Quoted passage —
Under the full-service option, the broker creates the fraudulent identification, then goes to the DMV office and takes the written test and road test for his customer.

After passing the tests, the broker takes the paperwork to the customer, who may go to any DMV office in the state to present the papers, smile for the camera, and collect the license.

Some brokers subcontract services.

A 22-year-old Middlesex County man who was recently arrested with a bunch of fake birth certificates describes himself as "a small player." He says a broker hired him several months ago to go to the DMV and take written tests for customers at $200 a shot.

"They validate the permit. I give it to the person I work for," he says. "He gives me my money and that's it."

One North Jersey broker says she charges $2,300, to be paid in three installments with $1,000 down.

"It's a lot of money," says Clayton, the Eatontown detective. "If you can do a license or two a day, you can make a lot."

In May, Clayton arrested Charles Rears at the Eatontown DMV office for allegedly trying to take a driver's test under someone else's name.

Officers who searched Rears say he was carrying a driver's license in another person's name and four birth certificates. Police suspect that Rears intended to use the documents to get licenses for several people. His case is awaiting grand jury action.

Whatever their fees and however they operate, most brokers provide immigrants with sophisticated counterfeit papers that can elude the detection of an overworked DMV employee, who can review more than 1,000 documents each day. Some of the documents have the immigrants' real names; others don't.

From his desk at Lodi police headquarters, Sgt. Ed Reuter pulls out some of the fake identification one immigrant carried when he came to the local DMV office to change the address on his fraudulent license.

"Look at this Social Security card," says Reuter, a ruddy-faced man with a no-nonsense gaze. "It's one of the best I've seen."

He says it's easy for such documents to slip past an untrained observer or a harried DMV clerk.

In general, Reuter says, "they're very good at the Lodi DMV. They spot phony documents and call us. But some clerks, because of so many people coming through, might look at these and not see anything wrong. Some of these documents look real."

The DMV trains its employees to spot fake documents; it also provides a handout illustrating what an authentic green card or work authorization document looks like.

"One of the jobs of every motor vehicle [agency] in the country is to be concerned about the security of the document," says Lino Pereira, the DMV's acting director.

"There are people who will try to take advantage, use every trick they can find to try to beat the system. We're concerned about it; we talk about ways to make the system more and more difficult to beat."

He declined to comment on The Record's findings that license fraud is rampant in New Jersey.

"If it's a particular system, we're not going to discuss it. We don't want to discuss those things openly."

"DMVs have ways to verify fraudulent identification," says Jason King, spokesman for the American Association of Motor Vehicle Administrators in Arlington, Va. "But there's no foolproof system. Fraud is a big problem and identity theft is huge. Jurisdictions are working to stay ahead. But people are crafty."

Indeed, the brokers are "very careful, about everything," says a Costa Rican immigrant who lives in Irvington and bought a license.

"They only give their beeper numbers, and they work with you only on the recommendation of someone they know. You can't say, 'I heard you sell licenses, I'm looking to buy one.' Even if you're Hispanic, they figure you could be a Puerto Rican FBI agent.

"They don't want to leave a trace. When you call them, you have to know what code language they use. You don't call asking how much they charge for a license. You call and ask, 'How much do you charge to clean a home?' "

Many years ago, he paid $400 for a stolen identity.

Given entries —
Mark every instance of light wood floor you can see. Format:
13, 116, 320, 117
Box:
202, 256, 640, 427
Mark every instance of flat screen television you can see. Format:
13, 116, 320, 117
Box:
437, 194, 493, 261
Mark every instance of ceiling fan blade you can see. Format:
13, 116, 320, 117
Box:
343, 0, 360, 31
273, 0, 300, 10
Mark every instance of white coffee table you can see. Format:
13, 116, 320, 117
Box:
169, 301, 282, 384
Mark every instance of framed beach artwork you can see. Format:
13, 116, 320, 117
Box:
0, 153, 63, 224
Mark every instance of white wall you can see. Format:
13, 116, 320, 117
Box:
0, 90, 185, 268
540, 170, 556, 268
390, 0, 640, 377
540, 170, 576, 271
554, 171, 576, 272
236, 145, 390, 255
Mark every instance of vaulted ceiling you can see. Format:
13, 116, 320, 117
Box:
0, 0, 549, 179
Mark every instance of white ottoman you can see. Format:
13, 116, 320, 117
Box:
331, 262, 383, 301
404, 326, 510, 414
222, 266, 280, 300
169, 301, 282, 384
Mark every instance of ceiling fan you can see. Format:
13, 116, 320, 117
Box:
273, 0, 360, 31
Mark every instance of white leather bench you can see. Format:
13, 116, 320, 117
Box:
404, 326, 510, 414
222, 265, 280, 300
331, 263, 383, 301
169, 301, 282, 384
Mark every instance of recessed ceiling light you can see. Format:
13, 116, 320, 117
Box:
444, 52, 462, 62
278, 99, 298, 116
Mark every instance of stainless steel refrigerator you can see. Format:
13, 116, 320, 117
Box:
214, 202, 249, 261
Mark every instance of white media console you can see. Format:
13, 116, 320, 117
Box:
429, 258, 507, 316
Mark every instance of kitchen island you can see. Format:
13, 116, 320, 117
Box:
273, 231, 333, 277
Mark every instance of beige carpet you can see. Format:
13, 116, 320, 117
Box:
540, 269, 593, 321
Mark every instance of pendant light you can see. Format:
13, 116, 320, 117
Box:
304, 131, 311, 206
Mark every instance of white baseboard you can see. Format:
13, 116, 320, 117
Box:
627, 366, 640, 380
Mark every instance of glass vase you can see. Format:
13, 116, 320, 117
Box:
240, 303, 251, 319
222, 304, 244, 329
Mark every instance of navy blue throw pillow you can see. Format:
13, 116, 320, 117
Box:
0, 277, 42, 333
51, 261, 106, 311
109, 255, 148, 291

Problem set —
a: Extract the stretch of the license fraud article from "A 22-year-old Middlesex" through "at $200 a shot.", word for word.
b: Copy from the records the stretch from the line containing "Mark every instance of white coffee" through the line containing "273, 0, 360, 31", both of those lines included, and reproduce them without any change.

Replies —
a:
A 22-year-old Middlesex County man who was recently arrested with a bunch of fake birth certificates describes himself as "a small player." He says a broker hired him several months ago to go to the DMV and take written tests for customers at $200 a shot.

b:
Mark every instance of white coffee table you can see. Format:
13, 116, 320, 117
Box:
169, 301, 282, 384
Mark every instance of framed beach artwork you can see. Format:
13, 116, 320, 117
Box:
0, 153, 63, 224
Mark every instance of white wall you can see. Format:
13, 116, 320, 117
Box:
0, 90, 185, 268
540, 170, 556, 268
390, 0, 640, 377
540, 170, 576, 271
554, 171, 576, 272
236, 145, 390, 255
Mark every instance of vaulted ceiling you can see. Format:
13, 116, 320, 117
Box:
0, 0, 549, 179
Mark every instance of white ottoman you can see. Format:
13, 116, 320, 117
Box:
331, 262, 383, 301
404, 326, 510, 414
222, 266, 280, 300
169, 301, 282, 384
Mark every instance of ceiling fan you can see. Format:
13, 116, 320, 117
Box:
273, 0, 360, 31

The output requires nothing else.